╭─ EXCERPTED DATA

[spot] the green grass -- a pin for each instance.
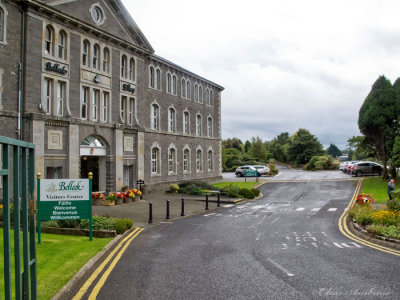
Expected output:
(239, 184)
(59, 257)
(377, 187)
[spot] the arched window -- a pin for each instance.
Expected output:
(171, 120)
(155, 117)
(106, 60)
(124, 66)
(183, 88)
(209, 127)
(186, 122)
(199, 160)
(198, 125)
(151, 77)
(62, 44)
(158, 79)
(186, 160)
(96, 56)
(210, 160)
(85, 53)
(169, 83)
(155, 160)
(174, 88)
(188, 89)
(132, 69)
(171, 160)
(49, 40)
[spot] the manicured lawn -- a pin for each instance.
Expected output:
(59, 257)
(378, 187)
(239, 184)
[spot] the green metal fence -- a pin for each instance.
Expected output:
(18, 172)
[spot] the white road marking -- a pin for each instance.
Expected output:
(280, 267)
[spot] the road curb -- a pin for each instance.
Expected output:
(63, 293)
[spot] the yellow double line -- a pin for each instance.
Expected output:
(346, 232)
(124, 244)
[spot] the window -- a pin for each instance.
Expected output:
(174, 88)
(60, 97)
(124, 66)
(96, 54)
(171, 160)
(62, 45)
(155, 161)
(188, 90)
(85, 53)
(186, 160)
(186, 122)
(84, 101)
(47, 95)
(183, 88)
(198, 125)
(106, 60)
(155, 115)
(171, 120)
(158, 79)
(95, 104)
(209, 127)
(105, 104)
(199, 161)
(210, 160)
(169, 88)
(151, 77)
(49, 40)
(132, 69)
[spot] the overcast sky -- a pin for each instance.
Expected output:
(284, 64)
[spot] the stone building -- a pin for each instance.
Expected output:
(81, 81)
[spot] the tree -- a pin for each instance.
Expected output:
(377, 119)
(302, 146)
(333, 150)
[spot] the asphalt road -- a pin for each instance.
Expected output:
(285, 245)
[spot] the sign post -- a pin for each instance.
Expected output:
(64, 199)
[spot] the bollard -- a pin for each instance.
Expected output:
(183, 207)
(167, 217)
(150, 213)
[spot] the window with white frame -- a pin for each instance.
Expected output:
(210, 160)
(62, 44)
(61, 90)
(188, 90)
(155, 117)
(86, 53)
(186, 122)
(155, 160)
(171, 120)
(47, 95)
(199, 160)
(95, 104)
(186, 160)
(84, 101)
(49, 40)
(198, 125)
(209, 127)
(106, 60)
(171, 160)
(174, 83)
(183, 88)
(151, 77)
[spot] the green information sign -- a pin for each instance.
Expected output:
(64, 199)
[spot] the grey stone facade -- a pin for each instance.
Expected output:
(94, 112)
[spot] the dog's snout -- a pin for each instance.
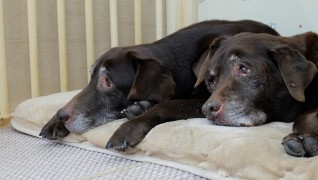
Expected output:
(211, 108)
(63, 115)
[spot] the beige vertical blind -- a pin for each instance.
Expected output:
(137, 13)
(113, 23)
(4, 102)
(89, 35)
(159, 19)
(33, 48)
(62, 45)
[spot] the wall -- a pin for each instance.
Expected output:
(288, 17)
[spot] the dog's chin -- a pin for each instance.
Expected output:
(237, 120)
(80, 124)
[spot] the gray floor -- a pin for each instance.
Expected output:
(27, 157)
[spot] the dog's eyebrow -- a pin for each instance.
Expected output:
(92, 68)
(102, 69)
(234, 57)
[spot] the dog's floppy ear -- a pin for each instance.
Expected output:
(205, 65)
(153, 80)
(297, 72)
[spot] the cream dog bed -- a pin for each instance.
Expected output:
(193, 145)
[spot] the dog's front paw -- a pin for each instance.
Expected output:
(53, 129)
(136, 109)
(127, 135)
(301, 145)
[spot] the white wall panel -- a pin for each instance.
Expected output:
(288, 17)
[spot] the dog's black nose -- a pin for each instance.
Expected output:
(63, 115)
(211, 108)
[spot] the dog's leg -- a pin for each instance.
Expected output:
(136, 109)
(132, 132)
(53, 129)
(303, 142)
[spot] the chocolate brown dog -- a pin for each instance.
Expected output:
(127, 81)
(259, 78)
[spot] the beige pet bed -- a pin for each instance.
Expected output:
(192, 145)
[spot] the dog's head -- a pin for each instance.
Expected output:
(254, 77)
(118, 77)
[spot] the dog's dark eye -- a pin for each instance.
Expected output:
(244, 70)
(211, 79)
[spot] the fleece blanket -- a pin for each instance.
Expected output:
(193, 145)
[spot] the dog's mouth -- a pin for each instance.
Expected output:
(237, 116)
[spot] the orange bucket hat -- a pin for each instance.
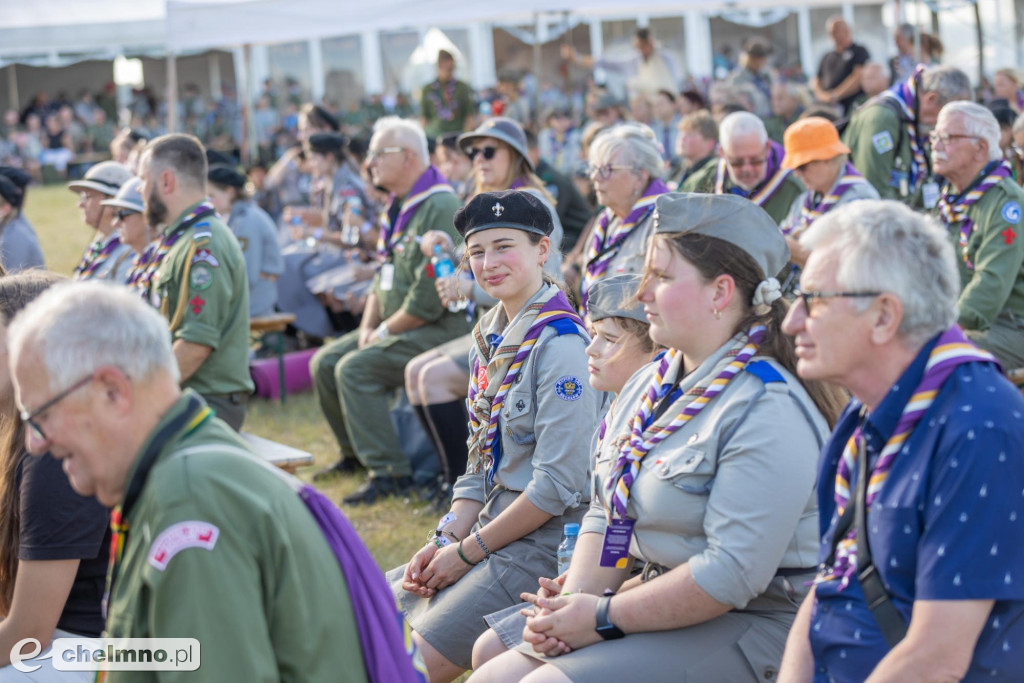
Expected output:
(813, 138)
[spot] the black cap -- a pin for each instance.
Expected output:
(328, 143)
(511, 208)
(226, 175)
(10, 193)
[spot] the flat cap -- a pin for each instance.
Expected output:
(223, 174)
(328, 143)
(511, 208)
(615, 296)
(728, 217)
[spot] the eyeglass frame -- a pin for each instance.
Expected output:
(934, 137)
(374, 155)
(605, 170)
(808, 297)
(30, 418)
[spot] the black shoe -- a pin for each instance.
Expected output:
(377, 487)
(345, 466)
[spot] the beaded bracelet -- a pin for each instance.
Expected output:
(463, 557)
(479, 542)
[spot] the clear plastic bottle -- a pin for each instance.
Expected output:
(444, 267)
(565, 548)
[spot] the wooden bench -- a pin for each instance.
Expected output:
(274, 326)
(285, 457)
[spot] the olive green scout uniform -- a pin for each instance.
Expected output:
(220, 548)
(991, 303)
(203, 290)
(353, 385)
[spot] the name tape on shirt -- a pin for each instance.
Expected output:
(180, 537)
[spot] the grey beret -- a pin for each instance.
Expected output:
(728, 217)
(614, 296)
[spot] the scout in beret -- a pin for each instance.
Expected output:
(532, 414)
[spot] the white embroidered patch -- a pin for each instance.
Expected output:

╰─

### WRITTEN INSTRUCTION
Repeat the material above in full and exactly, omitting the pictures.

### THE OUTPUT
[spot] the green grass -- a pin for each instance.
Expected output:
(239, 184)
(59, 257)
(377, 187)
[spot] the arched window -- a pin for each instance.
Expected output:
(171, 120)
(155, 117)
(106, 60)
(124, 66)
(183, 88)
(209, 127)
(186, 122)
(199, 160)
(198, 125)
(151, 77)
(62, 44)
(158, 79)
(186, 160)
(96, 56)
(210, 160)
(85, 53)
(169, 83)
(155, 160)
(174, 88)
(188, 89)
(132, 69)
(171, 160)
(49, 40)
[spot] the manicured lawn -- a pin for each instance.
Expected output:
(59, 257)
(378, 187)
(239, 184)
[spot] the green metal fence -- a pin for each instance.
Expected output:
(18, 172)
[spot] the white road marking -- a pin for each instance.
Expected output:
(280, 267)
[spot] the road curb -- a pin for each instance.
Expected output:
(63, 293)
[spot] the yellow double line -- a pin for each instance.
Expected output:
(346, 232)
(124, 244)
[spot] the window -- a pin for each instance.
Expected output:
(174, 88)
(60, 97)
(124, 66)
(96, 54)
(171, 160)
(62, 45)
(155, 161)
(188, 90)
(85, 53)
(186, 160)
(186, 122)
(84, 101)
(47, 95)
(183, 88)
(198, 125)
(106, 60)
(155, 115)
(171, 120)
(158, 79)
(95, 104)
(209, 127)
(105, 104)
(199, 161)
(210, 160)
(169, 88)
(151, 77)
(49, 40)
(132, 69)
[spot] the overcast sky -- a pin for each instance.
Expected output:
(284, 64)
[spot] the stone building -- a pin for each instance.
Expected output:
(81, 81)
[spot] the tree -- a pin for each instance.
Expected output:
(377, 119)
(302, 146)
(333, 150)
[spot] the asphalt road -- a pin for each instance.
Expected output:
(285, 245)
[spot] the sign post -- a pin for each instance.
Expected output:
(64, 199)
[spot] the bollard -- a pin for each instance.
Expected output:
(183, 207)
(167, 217)
(150, 213)
[spot] the window with white frame -- a pin for each instance.
Expected output:
(210, 160)
(62, 44)
(61, 90)
(188, 90)
(155, 117)
(86, 53)
(186, 122)
(155, 160)
(171, 120)
(47, 95)
(199, 160)
(95, 104)
(186, 160)
(84, 101)
(49, 40)
(198, 125)
(209, 127)
(106, 60)
(171, 160)
(174, 83)
(183, 88)
(151, 77)
[spot] the green information sign -- a pin for each instance.
Expected output:
(64, 199)
[spot] the grey stone facade -- a pin for each instance.
Expected output:
(94, 112)
[spot] the dog's snout -- a pin for each instance.
Expected output:
(211, 108)
(63, 115)
[spot] the beige vertical blind -- a pin for each instance.
Expected output:
(137, 13)
(113, 23)
(4, 102)
(89, 35)
(159, 19)
(33, 48)
(62, 45)
[spot] the wall -- a pin for each instance.
Expected output:
(288, 17)
[spot] the dog's chin -- a pin for each instance.
Expected output:
(237, 120)
(80, 124)
[spot] the gray floor -- a pin for each instance.
Expected output:
(27, 157)
[spot] the dog's eyebrow -- a pin for each instance.
Expected output:
(92, 68)
(102, 69)
(234, 57)
[spot] the dog's floppy ear -- a pin for each instance.
Expected output:
(205, 65)
(153, 80)
(297, 72)
[spot] the cream dog bed -- a pin for each instance.
Expected output:
(193, 145)
[spot] the dog's front paw -- a pin for each instance.
Expected output:
(53, 129)
(136, 109)
(127, 135)
(301, 145)
[spot] the white wall panel -- a pin for each instance.
Expected output:
(288, 17)
[spot] the dog's black nose -- a pin for each instance.
Expected output:
(63, 115)
(211, 108)
[spot] the dog's leg -- a pin for each instance.
Expected output:
(136, 109)
(132, 132)
(53, 129)
(303, 142)
[spot] the chocolate brown dog -- a pin for each instance.
Expected output:
(127, 81)
(259, 78)
[spot] the beige pet bed -- a pin for each instance.
Expected output:
(192, 145)
[spot] the dog's head -- a pin for each instance.
Expected output:
(254, 77)
(118, 77)
[spot] the dog's dark eye -- a pin for each instance.
Expected output:
(244, 70)
(211, 79)
[spot] the fleece blanket -- a pin for each instance.
Expected output:
(193, 145)
[spot] the dog's mouth -- a pin for each instance.
Expected output:
(237, 116)
[spot] the orange bucket hat -- a pin for each instance.
Expected output:
(813, 138)
[spot] the black cap -- a pin for each instance.
Expected output:
(328, 143)
(511, 208)
(226, 175)
(10, 193)
[spot] the flat cap -- a pin for each instance.
Expected output:
(223, 174)
(328, 143)
(511, 208)
(615, 296)
(728, 217)
[spot] the eyeglass frame -- a pin for each instance.
Expected output:
(934, 137)
(374, 155)
(605, 170)
(808, 297)
(30, 418)
[spot] the black shoe -- a pin for each instance.
Expected output:
(377, 487)
(345, 466)
[spot] the beaded bracelet -- a pin for each instance.
Expected output:
(463, 557)
(479, 542)
[spot] the clear plastic bottle -- a pin for each instance.
Expected output:
(444, 267)
(565, 548)
[spot] the wooden bench -- a pin for each instance.
Expected output:
(274, 326)
(285, 457)
[spot] the olive green scout uniform -- a pin for each instance.
Expected output:
(220, 548)
(991, 303)
(203, 290)
(353, 385)
[spot] the name tape on shirt -- a pin for each instance.
Expected output:
(180, 537)
[spot] the grey beret -- a pin for each instance.
Expected output:
(728, 217)
(614, 296)
[spot] the scout in beret -- a pin for each instance.
Expected output:
(532, 414)
[spot] the white embroidered patch -- a pin for each instance.
Expected output:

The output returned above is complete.